=== PROVIDED ENTRIES ===

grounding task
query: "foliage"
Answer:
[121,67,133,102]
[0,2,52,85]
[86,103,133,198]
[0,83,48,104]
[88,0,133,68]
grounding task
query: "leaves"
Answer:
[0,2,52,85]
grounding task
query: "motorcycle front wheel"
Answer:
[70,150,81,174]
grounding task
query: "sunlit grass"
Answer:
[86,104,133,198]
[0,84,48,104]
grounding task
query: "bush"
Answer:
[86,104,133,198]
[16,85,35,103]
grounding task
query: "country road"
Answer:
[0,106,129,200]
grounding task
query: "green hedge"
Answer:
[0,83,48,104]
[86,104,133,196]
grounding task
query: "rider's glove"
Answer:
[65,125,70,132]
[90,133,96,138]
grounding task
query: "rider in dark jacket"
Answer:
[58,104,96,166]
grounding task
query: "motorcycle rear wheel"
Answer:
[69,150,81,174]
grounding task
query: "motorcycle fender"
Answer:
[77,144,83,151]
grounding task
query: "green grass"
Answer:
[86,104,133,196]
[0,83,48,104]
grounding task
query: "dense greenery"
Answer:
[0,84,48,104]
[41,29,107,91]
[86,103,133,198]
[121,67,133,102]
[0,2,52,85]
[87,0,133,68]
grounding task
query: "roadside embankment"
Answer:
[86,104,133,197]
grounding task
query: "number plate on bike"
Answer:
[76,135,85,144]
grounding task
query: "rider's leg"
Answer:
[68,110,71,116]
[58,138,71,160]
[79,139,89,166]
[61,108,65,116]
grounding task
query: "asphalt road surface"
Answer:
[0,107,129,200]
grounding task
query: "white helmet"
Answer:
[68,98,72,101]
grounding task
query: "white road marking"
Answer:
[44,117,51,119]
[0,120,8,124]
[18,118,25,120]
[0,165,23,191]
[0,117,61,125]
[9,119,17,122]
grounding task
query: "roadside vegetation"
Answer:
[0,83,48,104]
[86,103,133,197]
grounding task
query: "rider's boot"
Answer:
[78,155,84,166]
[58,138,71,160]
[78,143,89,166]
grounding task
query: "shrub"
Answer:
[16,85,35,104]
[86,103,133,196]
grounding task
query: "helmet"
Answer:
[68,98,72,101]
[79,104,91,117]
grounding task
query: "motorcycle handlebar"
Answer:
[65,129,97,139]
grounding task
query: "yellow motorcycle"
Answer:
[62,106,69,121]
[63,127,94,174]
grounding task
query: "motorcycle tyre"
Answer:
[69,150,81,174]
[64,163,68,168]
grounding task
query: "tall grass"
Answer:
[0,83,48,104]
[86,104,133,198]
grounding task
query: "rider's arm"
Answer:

=== INSTRUCTIONS TO FOLLOW ===
Write out every entry again exactly, please, with nothing missing.

=== CORRECT ANSWER ===
grounding task
query: "foliage"
Answer:
[121,67,133,102]
[0,2,52,85]
[86,103,133,198]
[0,83,48,104]
[88,0,133,68]
grounding task
query: "leaves"
Answer:
[0,2,52,85]
grounding task
query: "motorcycle front wheel"
Answer:
[70,150,81,174]
grounding task
query: "sunlit grass"
Answer:
[86,104,133,198]
[0,84,48,104]
grounding task
query: "bush"
Answer:
[86,104,133,198]
[16,85,35,103]
grounding task
query: "country road"
Answer:
[0,106,129,200]
grounding task
query: "green hedge"
Answer:
[0,83,48,104]
[86,104,133,196]
grounding task
query: "rider's glove"
Answer:
[65,125,70,132]
[90,133,96,138]
grounding task
query: "rider in dark jacket"
Answer:
[58,104,96,166]
grounding task
query: "motorcycle rear wheel"
Answer:
[69,150,81,174]
grounding task
query: "motorcycle fender"
Answer:
[77,144,83,151]
grounding task
query: "green grass"
Answer:
[86,104,133,196]
[0,83,48,104]
grounding task
query: "dense greenery"
Answer:
[0,84,48,104]
[41,29,107,91]
[86,103,133,198]
[121,67,133,102]
[0,2,52,85]
[87,0,133,68]
grounding task
query: "roadside embankment"
Answer:
[86,104,133,197]
grounding task
query: "number plate on bike"
Answer:
[76,135,85,144]
grounding task
query: "rider's leg"
Answer:
[68,110,71,116]
[58,138,71,160]
[79,139,89,166]
[61,108,65,116]
grounding task
query: "asphalt road surface"
Answer:
[0,107,129,200]
grounding task
query: "white helmet"
Answer:
[68,98,72,101]
grounding task
query: "white road marking"
Answer:
[44,117,51,119]
[0,120,8,124]
[18,118,25,120]
[0,165,23,191]
[0,117,61,125]
[9,119,17,122]
grounding task
query: "roadside vegetation"
Answer:
[0,83,48,104]
[86,103,133,197]
grounding task
query: "rider's boot"
Answer:
[78,155,84,166]
[58,138,71,160]
[78,143,89,166]
grounding task
query: "shrub"
Answer:
[16,85,35,104]
[86,103,133,196]
grounding task
query: "helmet"
Answer:
[68,98,72,101]
[79,104,91,117]
grounding task
query: "motorcycle handlebar"
Answer:
[65,129,97,139]
grounding task
query: "yellow motorcycle"
Answer:
[62,106,69,121]
[63,127,94,174]
grounding task
query: "motorcycle tyre"
Answer:
[69,150,81,174]
[64,163,68,168]
grounding task
query: "tall grass"
Answer:
[0,83,48,104]
[86,104,133,198]
grounding task
query: "rider's arm"
Answer:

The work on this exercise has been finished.